* TO DO:
A. According to the football blog post below, how tall is Zokora?
B. Does the football blog post below agree with each of these statements? Answer yes or no for each, quoting the deciding words. (i) Lee Cook is older than Robben. (ii) Charlie Lee is a left back. (iii) The fight took place outside the White Horse on Parson's Green on Sunday night.

The first and last could do the job but Zokora’s only 5′10″ and as tough as he is I don’t fancy his chances against six foot plus opposition when it comes to aerial supremacy, besides, we want him in the middle.
Some time at the back could be good for Big Bad Tom; getting some of that aggression into his game by hook or by crook but I figure you’ve got to give the kids a chance. Charlie Lee’s a centre half. That’s his trade. There’s an opening in the canopy and it’s time for this sapling to see if he can make it in the jungle. Come on MJ. Let’s see what this Charlie Lee can do and while we’re at it, if you’re going to take Little Aaron off to rest his little bones, stick Abel Tarrabt on the bench to give us that dangerman option.
There’s resports a-floating round today and by God, I hope they’re true. Not for the first time Arjen Robben has been linked with us. The only trouble is, he’s been linked with Barca too. Both clubs have a Dutchman at the helm so no advantage there. They are arguably the No.1 club in the world. 1-0 to Barca.
The only trump cards we have are that a) we’re more likely to pay what it takes to get him. Chelsea say £16m, Barca £12m and we say £(insert amount here)m, b) He’s already in London and happy, c) Chelsea hate Barca more than they hate us. The last thing they’ll want to do is help one of their biggest European rivals.
Robben was by far the most dangerous player against us on Sunday. Just imagine him and Lennon on opposite wings! Excuse me, while I wipe the dribble from my keyboard and something else all together stickier too.
The other left wing option being looked at right…er…left now is QPR’s Lee Cook. Remember him? Looking back, I’d forgotten he was 24 and actually a year older than Robben; a year older but around £12m cheaper and probably a lot less good. I’m not really selling this am I? I don’t want him. I want Robben. I want an Umpa Lumpa now!
There’s competition for Cook too in all manner of mediocre Premiership forms but well…I think I’ve made myself clear.
Last but not least a big shout out to the Yid Army and the Headhunters, who scared the living crap out of a pub full of Gucci loafered sloanes out side the White Horse (Sloaney Pony) on Parson’s Green on Sunday night. I doubt 40 grown nutters going at each other with hockey sticks and four by two was exactly what they had in mind for an evenings entertainment down the pub. That’ll give them a story to tell their grandkids/tennis coaches.
The Bagel’s got no kind of problem with this kind of arranged hooliganism, provided no-one unwitting is involved. I’ve spoken to a few on the fringes of these firms and they seem to get a lot of pleasure out of it whatever end of the beating they’re on. It would be nice if it didn’t waste all that Police and hospital time though.
Perhaps a last refusal at casualty would be fair or maybe they could supply their own medical teams, complete with stretchers, physios and even substitutes? We could even come down and watch. Stick a few shirts on them, get Sky down and it could be Blackburn vs Bolton. Anyone seen the ball?
Hot Battered bagels,
The Bagel.
March 14th, 2007 at 10:22 am
If the board really dictated any part of Jol’s teamsheet I reckon he’ll walk in the summer. All managers I’ve ever heard respond to this type of rumour say “if that was really the case, I’d be off”.
March 14th, 2007 at 4:12 pm
Didn’t Jol say that he thought the Man mountain would make a great central defender? Now’s yer chance Tom…
Oh, and Bagel, I REALLY DID SLIP ON THE DOORSTEP PICKING UP MY MILK.
And I’ll thank you not to mention it again on your public blog…
March 15th, 2007 at 9:24 pm
Robben is a very very talented player, but he really needs to curb his diving, it detracts from the skills he has. We need a left footed midfielder. Hold on didnt we have two a couple of seasons ago? I would feel more than a little ashamed if joined us an carried in with his shinanagans.
Also he may be in his early twenties but he looks like a 40 year old.

* DATA EXCERPTS:

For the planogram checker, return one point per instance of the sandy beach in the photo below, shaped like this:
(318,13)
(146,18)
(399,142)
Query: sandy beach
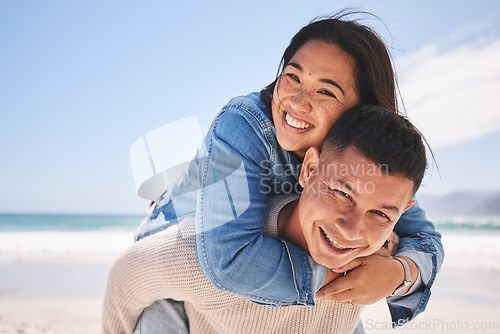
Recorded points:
(64,294)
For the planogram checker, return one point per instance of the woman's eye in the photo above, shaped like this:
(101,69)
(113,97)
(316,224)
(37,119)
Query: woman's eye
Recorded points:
(340,193)
(293,77)
(381,214)
(327,93)
(343,194)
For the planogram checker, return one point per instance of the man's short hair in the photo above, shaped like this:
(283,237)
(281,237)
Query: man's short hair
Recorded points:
(386,138)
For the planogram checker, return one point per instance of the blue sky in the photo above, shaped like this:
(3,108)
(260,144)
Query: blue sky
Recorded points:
(81,81)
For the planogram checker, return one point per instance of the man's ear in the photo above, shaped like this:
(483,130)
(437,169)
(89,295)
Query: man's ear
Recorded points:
(409,205)
(309,165)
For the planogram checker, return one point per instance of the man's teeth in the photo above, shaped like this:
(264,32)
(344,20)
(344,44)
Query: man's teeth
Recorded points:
(296,124)
(335,243)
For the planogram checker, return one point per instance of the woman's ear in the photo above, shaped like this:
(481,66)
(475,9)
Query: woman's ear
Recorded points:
(309,165)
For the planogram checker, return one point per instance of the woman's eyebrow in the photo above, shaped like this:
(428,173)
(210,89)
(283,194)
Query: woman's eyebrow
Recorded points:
(328,81)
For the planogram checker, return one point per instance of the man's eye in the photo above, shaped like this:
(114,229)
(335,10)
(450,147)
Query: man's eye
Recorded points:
(293,77)
(343,194)
(327,93)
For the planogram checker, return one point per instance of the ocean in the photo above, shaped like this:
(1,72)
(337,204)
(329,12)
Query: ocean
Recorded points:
(470,243)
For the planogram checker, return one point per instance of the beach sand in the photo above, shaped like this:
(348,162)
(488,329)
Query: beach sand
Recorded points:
(65,295)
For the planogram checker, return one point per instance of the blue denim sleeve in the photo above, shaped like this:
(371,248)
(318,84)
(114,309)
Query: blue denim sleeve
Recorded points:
(231,211)
(421,243)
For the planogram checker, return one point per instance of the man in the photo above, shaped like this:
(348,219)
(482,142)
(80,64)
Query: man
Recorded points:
(356,186)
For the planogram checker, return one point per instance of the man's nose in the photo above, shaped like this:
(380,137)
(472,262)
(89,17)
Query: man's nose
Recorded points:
(301,101)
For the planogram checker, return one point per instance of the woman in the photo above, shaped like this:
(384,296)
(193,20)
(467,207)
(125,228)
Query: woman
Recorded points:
(254,149)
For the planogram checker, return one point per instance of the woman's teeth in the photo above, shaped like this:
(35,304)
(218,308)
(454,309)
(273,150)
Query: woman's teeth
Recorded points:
(334,243)
(296,124)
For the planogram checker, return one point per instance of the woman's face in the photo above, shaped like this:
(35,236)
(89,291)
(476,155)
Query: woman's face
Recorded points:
(316,87)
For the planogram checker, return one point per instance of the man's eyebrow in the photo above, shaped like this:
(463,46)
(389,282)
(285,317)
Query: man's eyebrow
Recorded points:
(328,81)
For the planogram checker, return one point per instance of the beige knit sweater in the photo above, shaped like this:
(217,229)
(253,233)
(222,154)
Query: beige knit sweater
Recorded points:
(164,265)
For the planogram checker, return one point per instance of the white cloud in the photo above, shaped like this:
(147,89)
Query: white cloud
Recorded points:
(451,93)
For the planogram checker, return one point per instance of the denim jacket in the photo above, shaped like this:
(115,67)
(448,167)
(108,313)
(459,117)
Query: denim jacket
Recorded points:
(226,186)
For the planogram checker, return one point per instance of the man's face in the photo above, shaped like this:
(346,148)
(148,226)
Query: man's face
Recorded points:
(349,206)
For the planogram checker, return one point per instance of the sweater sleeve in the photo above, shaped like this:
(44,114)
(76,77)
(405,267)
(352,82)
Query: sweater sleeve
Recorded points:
(150,270)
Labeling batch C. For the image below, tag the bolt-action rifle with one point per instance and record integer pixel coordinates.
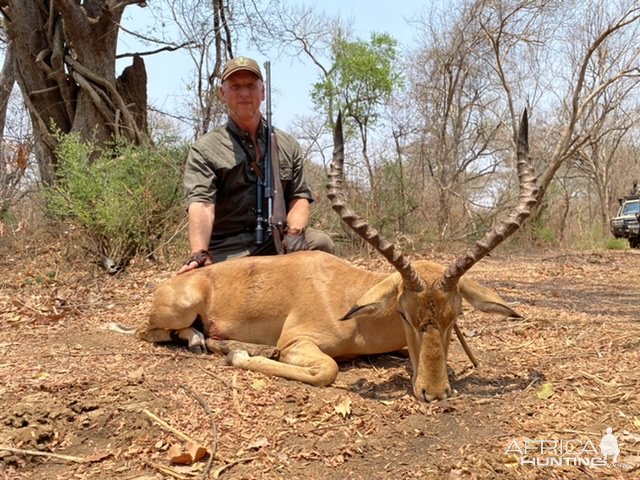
(270, 186)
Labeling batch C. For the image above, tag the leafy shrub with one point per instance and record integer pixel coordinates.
(126, 197)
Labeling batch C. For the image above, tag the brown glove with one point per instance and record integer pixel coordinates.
(294, 240)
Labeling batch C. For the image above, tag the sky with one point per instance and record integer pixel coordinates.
(168, 72)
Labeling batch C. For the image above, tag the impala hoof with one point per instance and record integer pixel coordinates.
(197, 342)
(236, 358)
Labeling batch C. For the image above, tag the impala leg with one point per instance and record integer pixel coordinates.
(302, 361)
(225, 347)
(193, 337)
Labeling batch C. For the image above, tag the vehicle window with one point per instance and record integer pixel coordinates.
(631, 208)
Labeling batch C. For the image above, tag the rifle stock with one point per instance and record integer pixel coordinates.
(276, 208)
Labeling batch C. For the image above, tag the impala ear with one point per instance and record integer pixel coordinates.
(376, 298)
(485, 299)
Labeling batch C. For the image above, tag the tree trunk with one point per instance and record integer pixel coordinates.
(65, 57)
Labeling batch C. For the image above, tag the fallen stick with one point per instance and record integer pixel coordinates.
(68, 458)
(175, 431)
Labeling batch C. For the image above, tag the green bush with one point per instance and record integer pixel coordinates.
(126, 197)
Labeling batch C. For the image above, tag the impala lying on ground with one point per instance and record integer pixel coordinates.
(316, 308)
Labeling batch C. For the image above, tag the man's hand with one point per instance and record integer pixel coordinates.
(294, 240)
(197, 260)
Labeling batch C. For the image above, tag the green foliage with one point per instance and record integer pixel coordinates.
(125, 199)
(363, 76)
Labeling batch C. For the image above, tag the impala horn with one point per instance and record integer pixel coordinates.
(493, 238)
(336, 194)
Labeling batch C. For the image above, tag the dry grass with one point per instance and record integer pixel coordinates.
(81, 396)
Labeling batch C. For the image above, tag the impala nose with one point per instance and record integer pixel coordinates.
(443, 395)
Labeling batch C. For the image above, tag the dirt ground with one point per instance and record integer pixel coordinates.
(81, 402)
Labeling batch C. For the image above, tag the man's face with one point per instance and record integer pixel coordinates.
(242, 92)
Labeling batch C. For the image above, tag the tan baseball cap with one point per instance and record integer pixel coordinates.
(241, 63)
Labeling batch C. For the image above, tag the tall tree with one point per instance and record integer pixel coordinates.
(64, 61)
(361, 80)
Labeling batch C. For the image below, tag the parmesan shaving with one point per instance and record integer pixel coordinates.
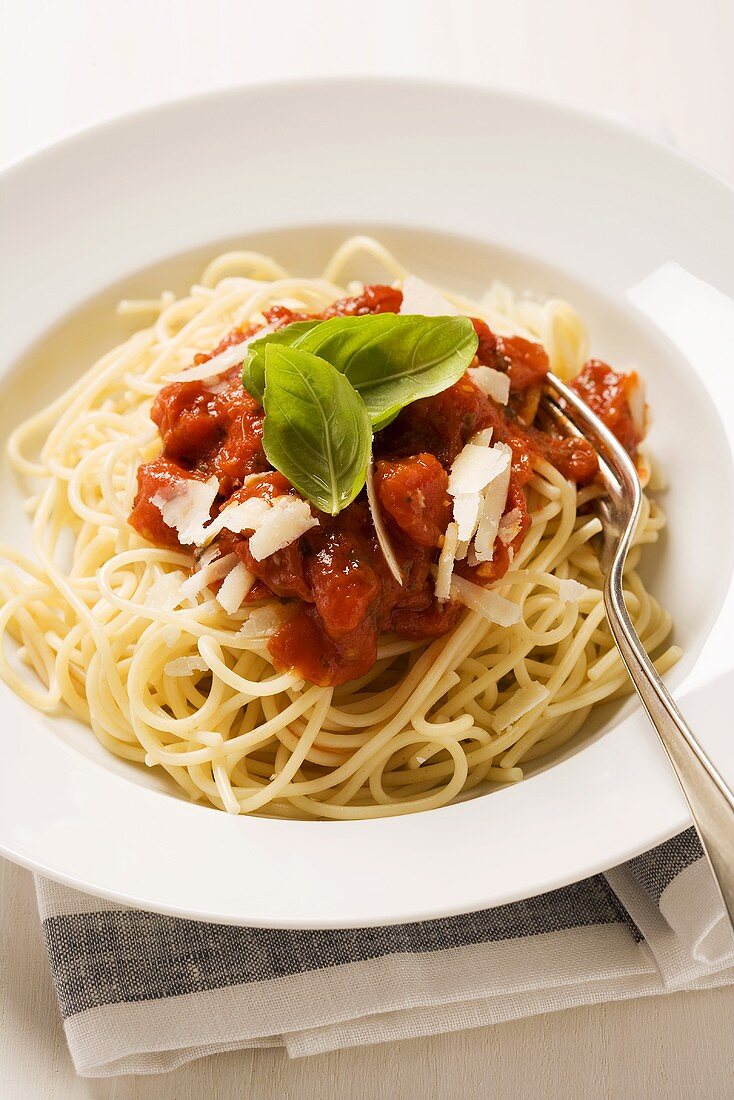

* WRITTEN RESPONSES:
A. 5′10″

B.
(i) Yes: "I’d forgotten he was 24 and actually a year older than Robben"
(ii) No: "Charlie Lee’s a centre half."
(iii) Yes: "out side the White Horse (Sloaney Pony) on Parson’s Green on Sunday night"